What needs to be done: Transcribe, word for word, the section of the text on mental illness that opens with the words containing "Being mentally ill" and closes with "them bad people.".

Text provided:
::::
The Affects Of Mental Health

Mental illness is something that can affect anyone. It’s a lonely, dark road that sometimes gets too much to handle. There is endless stigma surrounding those with mental illness, especially bipolar, schizophrenia and personality disorders. There are those who don’t believe it exists, those who believe that the person suffering is “putting it on” or “looking for sympathy”, and there are people who just don’t understand it. 


Being mentally ill is never a choice. Nobody would choose to live that way. As a society, we sympathise with people who have depression and anxiety as they are finally been seen as an illness. Don’t get me wrong, this is amazing. But we need to expand our understanding. Schizophrenia and Bipolar are often demonised. In movies, shows and social media. And even though someone suffering these without medication or even a diagnosis can be as danger to themselves, it’s does not make them bad people.
::::
Collected data:
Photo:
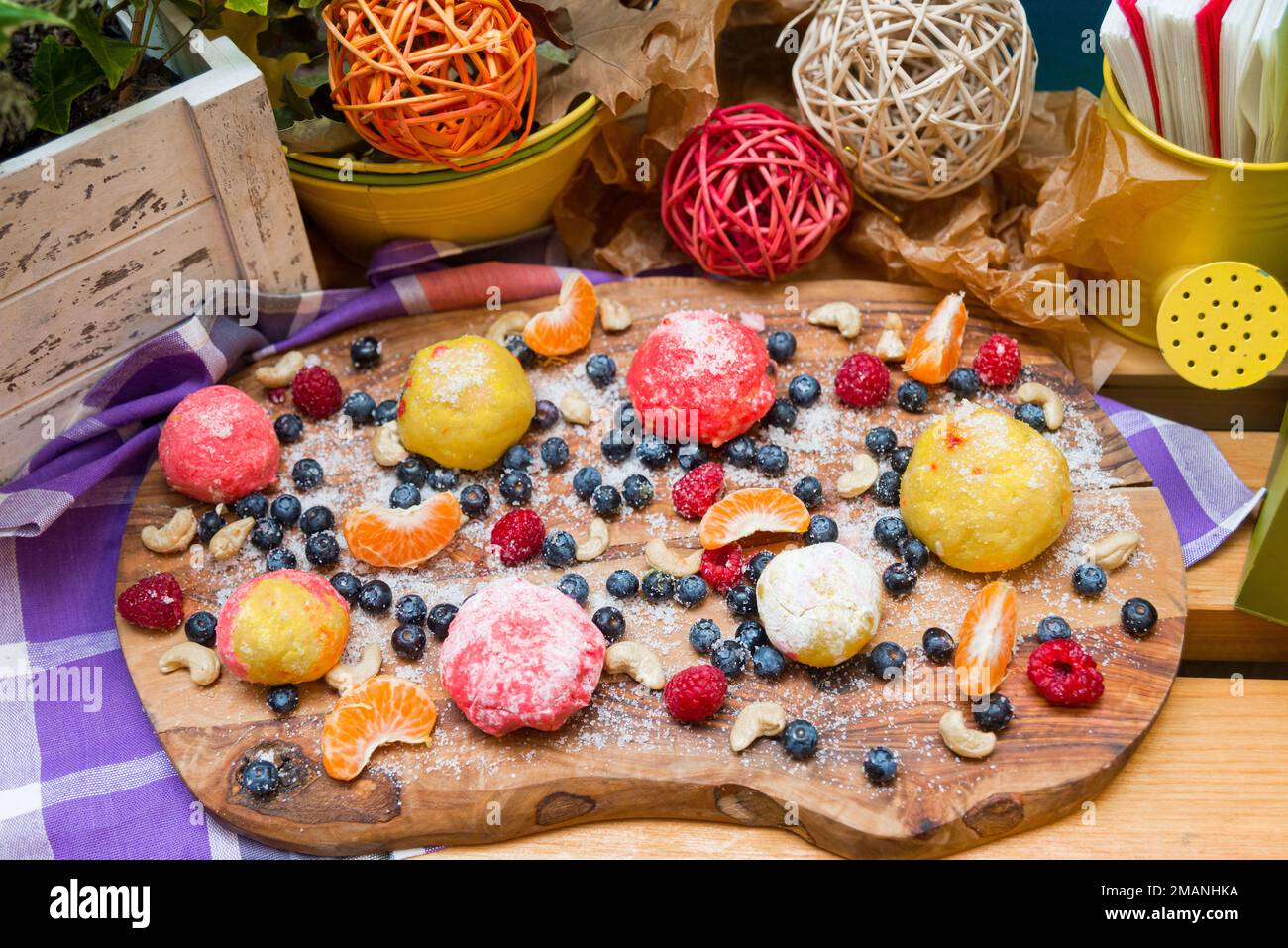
::::
Solution:
Being mentally ill is never a choice. Nobody would choose to live that way. As a society, we sympathise with people who have depression and anxiety as they are finally been seen as an illness. Don’t get me wrong, this is amazing. But we need to expand our understanding. Schizophrenia and Bipolar are often demonised. In movies, shows and social media. And even though someone suffering these without medication or even a diagnosis can be as danger to themselves, it’s does not make them bad people.